Passage provided
^^^^

Aside from obvious ethical issues, the following article on experimental IVM -- a new method used to mature oocytes in vitro for IVF "fertility treatments" -- quotes erroneous human embryology:
"During each monthly menstrual cycle, one egg becomes dominant, accumulates fluid in its sac, and breaks out. About 34 hours before it escapes, the egg gets a hormonal signal to jettison half the chromosomes in its nucleus - just in case a sperm comes along to replace the lost genetic material." [emphases added]
Where the article obtained such scientific mis-information -- that diploid oocytes become haploid by some "hormonal signal" while still maturing in the ovary -- is speculative, but it does raise the question again as to whether or not these IVF/IVM researchers and clinicians are academically credentialed in human embryology and human genetics, and thus really know what they are doing.

^^^^

Tasks and exercises
[A] According to the IVM passage, what is IVM used for?
[B] Copy the IVM passage word for word between "Aside from obvious" and "they are doing.", inclusive.

Stored records:

^^^^

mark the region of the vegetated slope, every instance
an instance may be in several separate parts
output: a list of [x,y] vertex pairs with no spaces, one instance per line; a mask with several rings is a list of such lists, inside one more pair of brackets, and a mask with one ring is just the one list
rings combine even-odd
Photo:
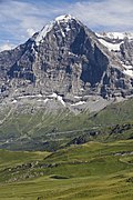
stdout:
[[[0,199],[133,199],[133,140],[89,142],[0,170]],[[8,151],[7,152],[7,156]]]
[[[28,107],[30,110],[31,106]],[[74,114],[68,109],[60,109],[60,112],[37,110],[28,113],[18,112],[14,108],[0,126],[0,148],[53,151],[90,140],[130,139],[133,137],[132,110],[133,99],[108,106],[98,113],[86,110]],[[9,112],[10,109],[7,113]]]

^^^^

Exercise solutions
[A] IVM is used to mature oocytes in vitro for IVF "fertility treatments."

[B]
Aside from obvious ethical issues, the following article on experimental IVM -- a new method used to mature oocytes in vitro for IVF "fertility treatments" -- quotes erroneous human embryology:
"During each monthly menstrual cycle, one egg becomes dominant, accumulates fluid in its sac, and breaks out. About 34 hours before it escapes, the egg gets a hormonal signal to jettison half the chromosomes in its nucleus - just in case a sperm comes along to replace the lost genetic material." [emphases added]
Where the article obtained such scientific mis-information -- that diploid oocytes become haploid by some "hormonal signal" while still maturing in the ovary -- is speculative, but it does raise the question again as to whether or not these IVF/IVM researchers and clinicians are academically credentialed in human embryology and human genetics, and thus really know what they are doing.